Dataset records on where objects are located
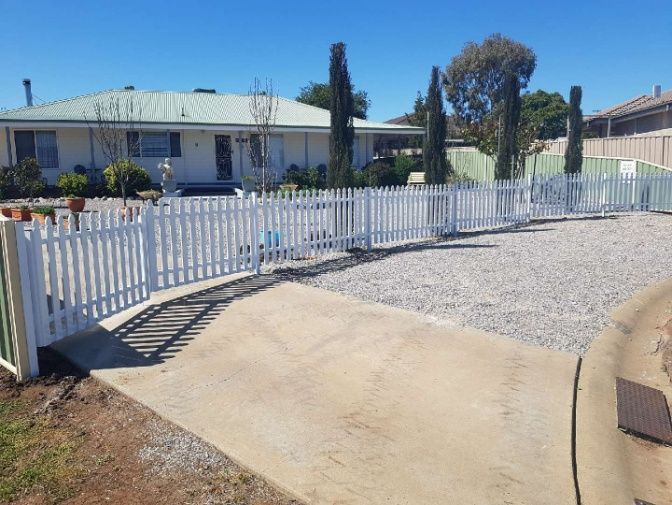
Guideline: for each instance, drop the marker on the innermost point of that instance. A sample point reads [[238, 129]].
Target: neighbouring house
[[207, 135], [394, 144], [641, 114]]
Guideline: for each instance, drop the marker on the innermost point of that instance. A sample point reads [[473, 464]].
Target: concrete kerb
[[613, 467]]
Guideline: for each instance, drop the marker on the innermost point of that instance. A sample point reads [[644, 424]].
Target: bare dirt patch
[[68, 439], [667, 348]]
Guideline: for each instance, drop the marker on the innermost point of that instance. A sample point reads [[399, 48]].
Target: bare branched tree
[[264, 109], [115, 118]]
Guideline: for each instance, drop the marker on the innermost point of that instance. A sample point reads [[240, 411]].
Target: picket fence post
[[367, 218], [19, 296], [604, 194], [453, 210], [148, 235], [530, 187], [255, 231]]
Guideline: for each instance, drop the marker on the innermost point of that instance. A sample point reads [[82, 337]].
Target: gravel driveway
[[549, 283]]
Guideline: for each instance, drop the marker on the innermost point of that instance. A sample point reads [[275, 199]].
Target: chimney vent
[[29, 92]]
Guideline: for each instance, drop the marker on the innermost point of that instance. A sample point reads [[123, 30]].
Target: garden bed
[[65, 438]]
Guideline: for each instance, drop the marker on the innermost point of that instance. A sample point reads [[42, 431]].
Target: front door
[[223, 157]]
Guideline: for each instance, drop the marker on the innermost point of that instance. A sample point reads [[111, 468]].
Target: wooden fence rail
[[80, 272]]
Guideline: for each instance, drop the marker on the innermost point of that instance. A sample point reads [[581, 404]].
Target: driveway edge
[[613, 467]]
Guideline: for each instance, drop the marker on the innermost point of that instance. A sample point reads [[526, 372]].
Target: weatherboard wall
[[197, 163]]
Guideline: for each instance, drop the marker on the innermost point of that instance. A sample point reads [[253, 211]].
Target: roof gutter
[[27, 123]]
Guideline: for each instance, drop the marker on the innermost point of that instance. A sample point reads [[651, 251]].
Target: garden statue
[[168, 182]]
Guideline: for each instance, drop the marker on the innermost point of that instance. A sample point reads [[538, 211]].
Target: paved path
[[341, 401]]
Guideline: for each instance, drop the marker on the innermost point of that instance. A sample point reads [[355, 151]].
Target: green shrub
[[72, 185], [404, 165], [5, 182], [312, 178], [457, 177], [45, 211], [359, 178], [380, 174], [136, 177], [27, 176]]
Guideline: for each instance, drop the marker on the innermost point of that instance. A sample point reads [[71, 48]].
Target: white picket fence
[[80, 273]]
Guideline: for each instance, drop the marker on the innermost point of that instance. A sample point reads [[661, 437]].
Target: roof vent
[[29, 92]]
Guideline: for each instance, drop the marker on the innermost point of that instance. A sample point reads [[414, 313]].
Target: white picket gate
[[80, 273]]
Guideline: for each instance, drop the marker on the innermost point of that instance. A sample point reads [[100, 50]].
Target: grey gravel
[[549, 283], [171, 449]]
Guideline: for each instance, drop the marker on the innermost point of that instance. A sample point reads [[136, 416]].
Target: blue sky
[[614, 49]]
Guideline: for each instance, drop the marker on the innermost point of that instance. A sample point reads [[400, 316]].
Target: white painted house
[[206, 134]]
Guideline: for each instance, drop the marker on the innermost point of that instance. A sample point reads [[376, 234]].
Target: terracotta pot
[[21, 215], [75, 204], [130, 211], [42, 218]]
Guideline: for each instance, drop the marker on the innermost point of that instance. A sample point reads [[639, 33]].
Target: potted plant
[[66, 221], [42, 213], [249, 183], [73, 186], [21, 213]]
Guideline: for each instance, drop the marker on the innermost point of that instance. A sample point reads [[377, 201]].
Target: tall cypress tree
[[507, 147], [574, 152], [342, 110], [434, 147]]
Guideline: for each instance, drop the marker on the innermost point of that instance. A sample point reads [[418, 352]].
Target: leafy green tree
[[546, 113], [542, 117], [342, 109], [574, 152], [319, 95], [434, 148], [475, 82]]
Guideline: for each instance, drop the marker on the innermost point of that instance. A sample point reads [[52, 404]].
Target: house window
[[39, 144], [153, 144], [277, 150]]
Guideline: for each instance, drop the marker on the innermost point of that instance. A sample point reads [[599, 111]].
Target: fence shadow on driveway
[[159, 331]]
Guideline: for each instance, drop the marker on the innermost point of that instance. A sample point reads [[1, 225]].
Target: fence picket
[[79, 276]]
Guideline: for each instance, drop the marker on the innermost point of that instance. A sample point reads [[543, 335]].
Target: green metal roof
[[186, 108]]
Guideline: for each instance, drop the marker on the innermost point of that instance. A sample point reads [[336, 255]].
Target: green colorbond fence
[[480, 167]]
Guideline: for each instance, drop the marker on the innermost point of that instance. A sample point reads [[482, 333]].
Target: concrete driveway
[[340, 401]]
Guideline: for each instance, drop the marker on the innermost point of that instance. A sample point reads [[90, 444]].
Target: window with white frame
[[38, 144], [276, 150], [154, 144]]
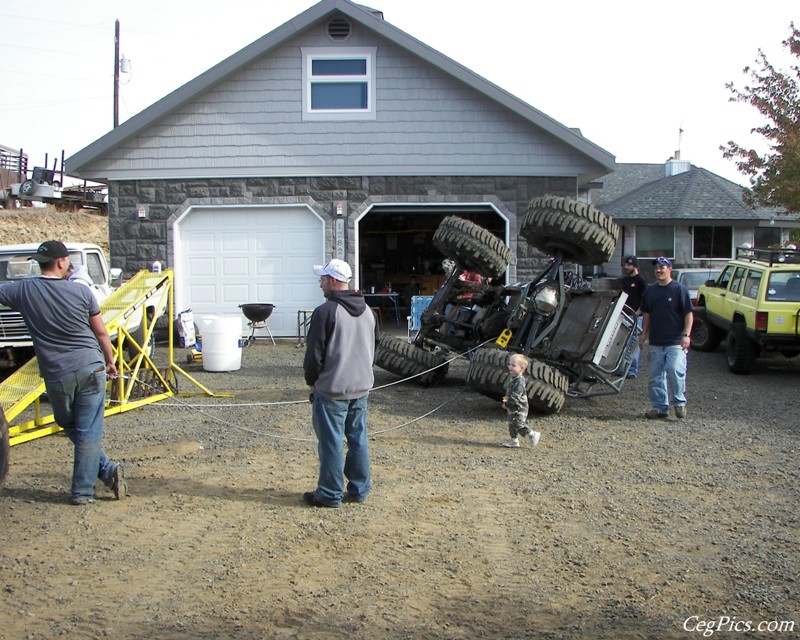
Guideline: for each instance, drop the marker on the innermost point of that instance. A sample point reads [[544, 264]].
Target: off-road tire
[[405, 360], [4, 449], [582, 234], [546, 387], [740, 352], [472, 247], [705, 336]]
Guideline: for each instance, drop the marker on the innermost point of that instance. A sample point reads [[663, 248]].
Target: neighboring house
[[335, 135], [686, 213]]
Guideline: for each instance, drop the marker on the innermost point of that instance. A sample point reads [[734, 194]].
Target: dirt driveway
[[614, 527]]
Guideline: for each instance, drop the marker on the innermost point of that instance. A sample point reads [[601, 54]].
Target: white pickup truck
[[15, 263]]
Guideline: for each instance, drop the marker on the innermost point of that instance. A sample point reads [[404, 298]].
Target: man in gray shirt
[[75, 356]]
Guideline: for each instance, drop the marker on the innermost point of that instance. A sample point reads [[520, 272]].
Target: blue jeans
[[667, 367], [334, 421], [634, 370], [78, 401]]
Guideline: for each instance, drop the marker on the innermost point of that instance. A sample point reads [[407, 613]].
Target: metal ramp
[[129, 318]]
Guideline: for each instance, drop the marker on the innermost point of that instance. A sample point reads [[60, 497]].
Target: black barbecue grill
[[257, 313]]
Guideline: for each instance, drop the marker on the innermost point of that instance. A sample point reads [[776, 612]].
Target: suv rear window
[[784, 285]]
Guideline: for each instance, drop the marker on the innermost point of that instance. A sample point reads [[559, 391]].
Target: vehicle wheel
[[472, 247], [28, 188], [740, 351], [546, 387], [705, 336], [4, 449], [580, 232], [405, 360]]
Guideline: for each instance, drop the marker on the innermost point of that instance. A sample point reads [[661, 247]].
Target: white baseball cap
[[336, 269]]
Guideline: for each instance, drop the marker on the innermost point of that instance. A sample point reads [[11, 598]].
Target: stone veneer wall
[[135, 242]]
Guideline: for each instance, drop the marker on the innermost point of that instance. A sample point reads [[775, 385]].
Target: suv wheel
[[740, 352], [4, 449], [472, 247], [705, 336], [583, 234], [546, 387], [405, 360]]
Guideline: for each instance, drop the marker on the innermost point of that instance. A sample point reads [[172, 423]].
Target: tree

_Exercise aim_: Reproduce all of the material above, substituting "central" for every occurrence of "innermost" and changing nothing else. Leave the pictures out.

_Response to this task_:
Guideline: for each instance, drop the marker on the central point of that instance. A sample point reads [[238, 129]].
Target: neighbouring house
[[207, 135], [394, 144], [641, 114]]
Guideline: for each instance, drop the marker on the central point of that instance. A sample point reads [[473, 464]].
Target: concrete kerb
[[613, 467]]
Guideline: for each instance, drop the marker on the central point of that instance. A sample point reads [[644, 424]].
Target: bare dirt patch
[[68, 439], [667, 348]]
Guideline: for each instance, drop the marker on the central point of that instance. A sample point reads [[399, 48]].
Target: bare branched tree
[[264, 109], [115, 118]]
Guideline: for each instance, drop the marker on the central point of that instance. A sample point reads [[240, 411]].
Target: picket fence post
[[367, 218], [19, 296], [604, 194], [453, 210], [148, 235], [530, 187], [255, 231]]
Guideline: for each instance, drop the marker on the central point of that instance. A sample point reads [[82, 337]].
Target: gravel driveway
[[549, 283]]
Guideline: for each instance, drop the marker on the central point of that instance. A sample point reads [[275, 199]].
Target: chimney vent
[[29, 92]]
Guideline: for each instance, drop the marker on the central point of that instance. A sample point reads [[123, 30]].
Target: garden bed
[[65, 438]]
Guideline: for each instance, drop the marker on the central point of that instance. A sample point reads [[42, 431]].
Target: front door
[[223, 157]]
Guideline: for each instance, drop the marker on the central point of that instance. A sample point reads [[111, 468]].
Target: wooden fence rail
[[80, 272]]
Guideline: for each instance, drop the marker on the central point of that instance. A sample point reads [[581, 404]].
Target: driveway edge
[[613, 467]]
Guideline: for each instance, drop the marker on the central point of that instance. A sample point reads [[526, 372]].
Target: weatherboard wall
[[197, 163]]
Guideline: for each instance, drop the marker on the central point of that instance. A sample point reads [[253, 211]].
Target: roof gutter
[[27, 123]]
Guideline: for each instance, drop the marker on the central point of that instance. A sample point reads [[651, 251]].
Target: garden statue
[[168, 182]]
Guideline: for each instance, drop the marker on the central point of that instance. A sample point reads [[538, 211]].
Target: paved path
[[341, 401]]
Guideline: for each instance, drop the marker on the central point of that instance. A sample point reads [[355, 151]].
Target: green shrub
[[72, 185], [404, 165], [5, 182], [312, 178], [457, 177], [45, 211], [359, 178], [380, 174], [136, 177], [27, 176]]
Guideline: for each instance, drop the marker on the central point of that instance. A sample point reads [[71, 48]].
Target: white picket fence
[[80, 273]]
Guideline: for each instance, drop the marker on the central point of that instance. A sample point reads [[661, 437]].
Target: roof vent
[[29, 92]]
Guideline: for each instance, drop the marker on the central point of that instance. A sample point reads [[414, 313]].
Target: white picket gate
[[80, 273]]
Guideline: for each instance, drop the marker on the central point of that instance. A sample point reads [[100, 50]].
Target: grey gravel
[[549, 283], [171, 449]]
Guideline: for each instance, drop the marker on the central point of that instance. A sample point reads [[136, 416]].
Target: blue sky
[[614, 49]]
Guideline: for each instance, drop the marker on the central point of that instance. A sample point reads [[400, 316]].
Target: white painted house
[[206, 134]]
Guideline: for each instance, drop the marker on the central point of that instance. A sample point reads [[376, 234]].
Target: terracotta pot
[[21, 215], [75, 204], [130, 211], [42, 218]]
Guideline: for each instance, drop the marker on the central point of that instance. A sample point reads [[639, 33]].
Target: potted plant
[[66, 221], [42, 213], [249, 183], [73, 186], [21, 213]]
Guideline: for each instance, drop the marker on the central point of that instance. A sample point reads [[377, 201]].
Target: tall cypress tree
[[507, 147], [574, 152], [342, 110], [434, 147]]
Guideline: for each instance, drop the marker on the central point of that instance. A sample point reads [[418, 352]].
Target: leafy green tree
[[546, 113], [542, 117], [342, 109], [574, 152], [319, 95], [434, 148], [475, 82]]
Guideline: for each instance, drop the marker on the central point of that instance. A sample point reads [[52, 404]].
Target: house window
[[39, 144], [153, 144], [277, 150]]
Guideline: for each instance, drop the marker on the central point of that instance. A sample point reads [[599, 111]].
Target: fence shadow on driveway
[[159, 331]]
Guideline: for each instance, drop the marker on the central point of that instance. A sample point reads [[1, 225]].
Target: fence picket
[[79, 276]]
Guideline: for each instance, drop the marker on the central point of that instance. A sample point reads [[543, 335]].
Target: green metal roof
[[186, 108]]
Guideline: for each instance, drop the marker on the central point of that instance. A sample point reads [[336, 255]].
Target: green colorbond fence
[[480, 167]]
Guideline: for each instance, drop the marker on the central point of that instance. A sample point reads [[482, 333]].
Target: concrete driveway
[[340, 401]]
Guideline: for each instance, drop the marker on the central point of that instance. A sample point reads [[90, 444]].
Target: window with white frame
[[38, 144], [276, 150], [154, 144]]
Guideline: for each instance, drop the marker on the central point of that instance. A sample point reads [[544, 264]].
Target: off-road tire
[[405, 360], [4, 449], [582, 234], [546, 387], [740, 352], [472, 247], [705, 336]]
Guideline: for each instance, drop the marker on the central point of that instance. A sample point reads [[663, 248]].
Target: neighboring house
[[335, 135], [686, 213]]
Guideline: for each instance, drop the marker on the central point of that instance. A sample point reads [[734, 194]].
Target: dirt driveway
[[614, 527]]
Guideline: for each instance, drop the marker on the central point of that instance. A sample point reads [[601, 54]].
Target: white pickup truck
[[15, 263]]
Guideline: for each instance, drop the marker on the central point of that instance. A sample point reads [[404, 298]].
Target: man in gray shirt
[[75, 356]]
Guideline: for each instance, drop the marker on the central point of that instance. A sample point reads [[520, 272]].
Target: blue jeans
[[667, 367], [334, 421], [634, 370], [78, 401]]
Guideline: for each instance, drop the marker on the central point of that instance. A sample point reads [[407, 613]].
Target: metal ramp
[[129, 318]]
Guideline: for each instance, drop the marker on the central point of that instance. A sample point reads [[60, 497]].
Target: black barbecue grill
[[257, 313]]
Guideline: for each instance, drop the marker on the central point of that instance. A sample point reads [[776, 612]].
Target: suv rear window
[[784, 285]]
Guideline: for each instance, drop the marker on the central point of that instance. A sample point reads [[559, 391]].
Target: vehicle wheel
[[472, 247], [28, 188], [740, 351], [546, 387], [705, 336], [4, 449], [580, 232], [405, 360]]
Guideline: for each instance, drop the marker on the central point of that instance. A sample point reads [[661, 247]].
Target: white baseball cap
[[336, 269]]
Guideline: for each instance, drop the marker on the central point of that instance. A sample point reads [[11, 598]].
Target: stone veneer wall
[[135, 242]]
Guideline: for each instance, drop the marker on the central point of that instance. A sample point reads [[775, 385]].
Target: suv wheel
[[740, 352], [4, 449], [472, 247], [705, 336], [583, 234], [546, 387], [405, 360]]
Guideline: for each instance, drop the marker on the central point of that instance. A sample point reads [[172, 423]].
Target: tree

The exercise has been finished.